Set task
All of the data should be output character for character, except the pictures.

Extracted data
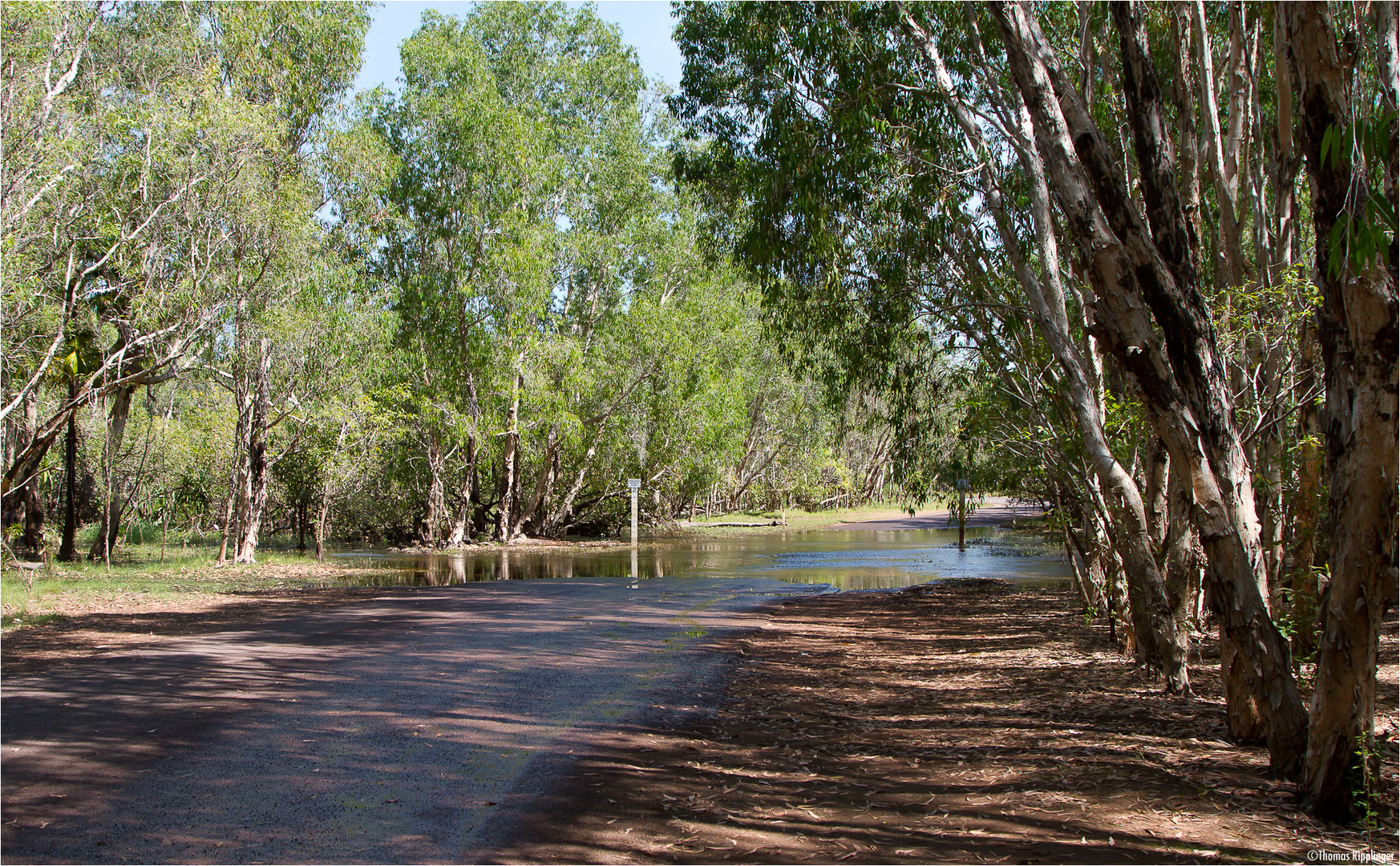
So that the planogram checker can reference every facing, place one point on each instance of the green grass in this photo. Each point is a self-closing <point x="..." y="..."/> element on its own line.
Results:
<point x="136" y="573"/>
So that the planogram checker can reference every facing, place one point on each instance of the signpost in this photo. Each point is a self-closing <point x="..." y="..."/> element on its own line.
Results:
<point x="633" y="484"/>
<point x="962" y="514"/>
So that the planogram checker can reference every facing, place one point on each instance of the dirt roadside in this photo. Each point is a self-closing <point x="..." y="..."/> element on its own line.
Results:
<point x="942" y="723"/>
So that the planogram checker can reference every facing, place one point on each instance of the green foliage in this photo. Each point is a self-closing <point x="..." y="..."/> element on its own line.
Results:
<point x="1362" y="235"/>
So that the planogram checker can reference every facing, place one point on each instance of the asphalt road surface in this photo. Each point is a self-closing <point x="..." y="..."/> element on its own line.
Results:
<point x="407" y="726"/>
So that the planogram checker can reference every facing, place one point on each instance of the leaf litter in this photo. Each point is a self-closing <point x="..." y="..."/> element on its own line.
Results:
<point x="942" y="723"/>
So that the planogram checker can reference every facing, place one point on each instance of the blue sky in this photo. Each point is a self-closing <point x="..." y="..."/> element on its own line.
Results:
<point x="645" y="24"/>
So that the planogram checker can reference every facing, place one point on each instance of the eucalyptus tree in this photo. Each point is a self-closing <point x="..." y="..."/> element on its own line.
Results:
<point x="153" y="174"/>
<point x="864" y="139"/>
<point x="1349" y="90"/>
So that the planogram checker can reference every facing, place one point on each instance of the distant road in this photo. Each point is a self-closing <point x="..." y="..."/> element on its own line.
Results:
<point x="994" y="511"/>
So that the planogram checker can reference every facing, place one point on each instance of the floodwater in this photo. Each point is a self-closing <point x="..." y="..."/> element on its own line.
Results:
<point x="831" y="557"/>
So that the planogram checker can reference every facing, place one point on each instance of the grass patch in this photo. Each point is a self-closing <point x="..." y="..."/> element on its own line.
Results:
<point x="137" y="578"/>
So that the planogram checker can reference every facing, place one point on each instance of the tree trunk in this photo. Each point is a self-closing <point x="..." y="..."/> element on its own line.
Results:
<point x="253" y="496"/>
<point x="548" y="469"/>
<point x="506" y="509"/>
<point x="1158" y="638"/>
<point x="1308" y="500"/>
<point x="463" y="526"/>
<point x="67" y="548"/>
<point x="105" y="540"/>
<point x="1360" y="339"/>
<point x="322" y="520"/>
<point x="1179" y="372"/>
<point x="435" y="507"/>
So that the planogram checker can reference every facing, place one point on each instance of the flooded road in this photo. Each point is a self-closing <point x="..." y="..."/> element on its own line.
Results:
<point x="418" y="721"/>
<point x="839" y="559"/>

Full solution
So that the planogram checker can reference every facing, place one point on each instance of the green grass in this photo. Each point is a self-closing <point x="..." y="..."/> element on its own line.
Results:
<point x="136" y="573"/>
So that the planogram checker can reference every facing, place one point on each instance of the signpost in this photo. Each point is a self-closing <point x="..." y="..."/> element on its own line.
Results:
<point x="633" y="484"/>
<point x="962" y="514"/>
So that the planogram checker can reference every facing, place one point on each instance of the dirt roadside in this photo. Each point is a self-closing <point x="..." y="..."/> element on its own line.
Results:
<point x="942" y="723"/>
So that the planogram checker can reference every facing, place one point on each instance of the green foliage in this photo. Each point is a self-closing <point x="..." y="..."/> element on its own line.
Results:
<point x="1362" y="235"/>
So that the planogram checker can reference every facing, place one point on each instance of the asphalt road surface in this photo. Each point is a self-closing <point x="..." y="..."/> element on its own line.
Results:
<point x="407" y="726"/>
So that the planogram checker can reference every facing, place one point on each instance of the leaf litter in this photo. Each point is a self-closing <point x="..." y="..."/> element on its own line.
Results:
<point x="942" y="723"/>
So that the planogram checker can reference every facing, place one point on each instance of the blue sky in this photo. Each point is a self-closing <point x="..." y="..."/> element on its own line.
Results:
<point x="645" y="24"/>
So that the planogram checker can reference every facing, place one point on each instance of the eucalyptus tree in this photo. Each point is a self-closing <point x="..." y="..."/> element on its own line.
Results:
<point x="153" y="174"/>
<point x="864" y="139"/>
<point x="1349" y="90"/>
So that the planogram checker can reference every facing, place one point on each instance of the distant road in this photo. Each point is a self-closing <point x="..." y="..."/> element on its own line.
Results:
<point x="994" y="511"/>
So that the planogram checker can reference every facing, place one point on each instance of the floodwater in this photo. Each point is a self-closing <point x="..." y="..."/> element on its own line.
Results:
<point x="831" y="557"/>
So that the planogram checker can reference every facing, place one point on each instance of the grass patch in this photo. Each point is a self-closing <point x="..." y="..."/> element on its own line.
Results:
<point x="137" y="578"/>
So that the planogram checker can reference every facing, place one point on each instance of the tree trunk in this photo. Each point is a self-closing <point x="..." y="..."/> element on its own line.
Results:
<point x="253" y="496"/>
<point x="548" y="469"/>
<point x="506" y="509"/>
<point x="1158" y="638"/>
<point x="1308" y="500"/>
<point x="463" y="526"/>
<point x="67" y="548"/>
<point x="105" y="540"/>
<point x="1360" y="339"/>
<point x="322" y="520"/>
<point x="1179" y="372"/>
<point x="435" y="507"/>
So that the planogram checker can reference every facing, place one point on each instance of the flooded road in this photo. Each point is a self-closing <point x="..." y="..."/> element on its own line.
Results:
<point x="418" y="721"/>
<point x="839" y="559"/>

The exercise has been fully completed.